* [DO THIS] Find every line in the items below that contains the string "grey" and copy each one out. Case counts.

Excerpts from a location annotation dataset:
-*-*-

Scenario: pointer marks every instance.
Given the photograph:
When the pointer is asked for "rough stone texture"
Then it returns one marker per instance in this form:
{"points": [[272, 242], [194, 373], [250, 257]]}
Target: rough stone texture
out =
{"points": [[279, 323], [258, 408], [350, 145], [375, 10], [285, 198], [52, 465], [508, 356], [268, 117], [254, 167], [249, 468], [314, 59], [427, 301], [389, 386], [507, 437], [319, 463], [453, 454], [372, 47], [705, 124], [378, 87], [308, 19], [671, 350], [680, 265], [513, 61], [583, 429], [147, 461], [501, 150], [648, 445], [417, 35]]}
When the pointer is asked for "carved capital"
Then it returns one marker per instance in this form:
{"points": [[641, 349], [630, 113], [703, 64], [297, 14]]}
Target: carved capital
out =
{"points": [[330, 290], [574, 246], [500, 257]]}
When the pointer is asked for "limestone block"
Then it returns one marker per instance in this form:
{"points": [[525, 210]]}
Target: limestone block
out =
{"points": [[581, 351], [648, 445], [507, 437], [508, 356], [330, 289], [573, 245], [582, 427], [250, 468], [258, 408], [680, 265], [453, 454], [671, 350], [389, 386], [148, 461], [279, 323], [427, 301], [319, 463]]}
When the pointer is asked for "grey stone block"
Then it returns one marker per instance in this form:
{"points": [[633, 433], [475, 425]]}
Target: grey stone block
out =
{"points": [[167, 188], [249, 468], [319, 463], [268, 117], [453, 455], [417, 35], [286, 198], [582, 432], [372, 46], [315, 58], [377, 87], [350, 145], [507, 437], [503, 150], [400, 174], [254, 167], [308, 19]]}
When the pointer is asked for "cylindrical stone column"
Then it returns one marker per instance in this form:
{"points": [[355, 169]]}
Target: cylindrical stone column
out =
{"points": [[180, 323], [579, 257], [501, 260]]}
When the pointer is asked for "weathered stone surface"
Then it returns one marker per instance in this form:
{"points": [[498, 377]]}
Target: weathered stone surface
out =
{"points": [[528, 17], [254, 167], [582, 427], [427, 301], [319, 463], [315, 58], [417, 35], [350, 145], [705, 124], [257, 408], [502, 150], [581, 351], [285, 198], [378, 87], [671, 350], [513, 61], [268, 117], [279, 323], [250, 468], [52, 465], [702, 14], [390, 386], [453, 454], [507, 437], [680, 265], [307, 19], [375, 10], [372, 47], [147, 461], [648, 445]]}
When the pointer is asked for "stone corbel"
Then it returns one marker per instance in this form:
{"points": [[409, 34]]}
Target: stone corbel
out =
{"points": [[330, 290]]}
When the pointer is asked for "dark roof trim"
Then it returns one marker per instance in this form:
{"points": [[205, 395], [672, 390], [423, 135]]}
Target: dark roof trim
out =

-*-*-

* [ANSWER TO THE TASK]
When the pointer is asked for "grey stone block"
Target: grey stone block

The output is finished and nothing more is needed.